Set down each of the following lines again, character for character, without changing anything.

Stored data
---

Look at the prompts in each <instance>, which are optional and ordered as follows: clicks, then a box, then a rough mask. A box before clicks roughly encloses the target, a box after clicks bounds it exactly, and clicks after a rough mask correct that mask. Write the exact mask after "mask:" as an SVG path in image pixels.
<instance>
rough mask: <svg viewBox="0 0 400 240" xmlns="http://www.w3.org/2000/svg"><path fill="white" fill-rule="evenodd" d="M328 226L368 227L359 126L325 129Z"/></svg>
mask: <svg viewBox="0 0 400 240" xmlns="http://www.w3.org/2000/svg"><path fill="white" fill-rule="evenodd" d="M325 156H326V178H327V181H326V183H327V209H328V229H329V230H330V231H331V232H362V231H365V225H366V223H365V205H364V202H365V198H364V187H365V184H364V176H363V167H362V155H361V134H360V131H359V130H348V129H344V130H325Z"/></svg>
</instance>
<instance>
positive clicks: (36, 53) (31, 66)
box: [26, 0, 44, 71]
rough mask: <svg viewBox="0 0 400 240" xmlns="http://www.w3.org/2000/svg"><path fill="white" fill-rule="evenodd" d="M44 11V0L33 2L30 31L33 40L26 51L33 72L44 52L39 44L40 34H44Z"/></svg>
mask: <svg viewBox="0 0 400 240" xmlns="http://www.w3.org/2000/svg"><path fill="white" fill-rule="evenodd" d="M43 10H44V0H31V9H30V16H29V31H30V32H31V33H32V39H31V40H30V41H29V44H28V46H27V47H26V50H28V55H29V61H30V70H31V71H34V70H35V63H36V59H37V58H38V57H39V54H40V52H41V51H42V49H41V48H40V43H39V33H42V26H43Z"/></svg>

---

* Output for this exercise:
Look at the prompts in each <instance>, which are optional and ordered as follows: clicks, then a box, then a rough mask. A box before clicks roughly encloses the target, a box after clicks bounds it exactly, and clicks after a rough mask correct that mask. Write the exact mask after "mask:" as an SVG path in image pixels.
<instance>
rough mask: <svg viewBox="0 0 400 240" xmlns="http://www.w3.org/2000/svg"><path fill="white" fill-rule="evenodd" d="M328 226L368 227L359 126L325 129Z"/></svg>
mask: <svg viewBox="0 0 400 240" xmlns="http://www.w3.org/2000/svg"><path fill="white" fill-rule="evenodd" d="M325 156H326V178H327V181H326V183H327V209H328V229H329V230H330V231H331V232H362V231H365V225H366V223H365V205H364V202H365V198H364V187H365V184H364V176H363V167H362V155H361V134H360V131H359V130H348V129H344V130H325Z"/></svg>
</instance>
<instance>
positive clicks: (36, 53) (31, 66)
box: [26, 0, 44, 71]
rough mask: <svg viewBox="0 0 400 240" xmlns="http://www.w3.org/2000/svg"><path fill="white" fill-rule="evenodd" d="M44 11V0L33 2L30 31L33 40L26 51L33 72L44 52L39 44L40 34H44Z"/></svg>
mask: <svg viewBox="0 0 400 240" xmlns="http://www.w3.org/2000/svg"><path fill="white" fill-rule="evenodd" d="M43 10H44V0H31V9H30V16H29V31H30V32H31V33H32V39H31V40H30V41H29V44H28V46H27V47H26V50H28V55H29V61H30V70H31V71H34V70H35V63H36V59H37V58H38V57H39V54H40V52H41V51H42V49H41V48H40V43H39V33H42V26H43Z"/></svg>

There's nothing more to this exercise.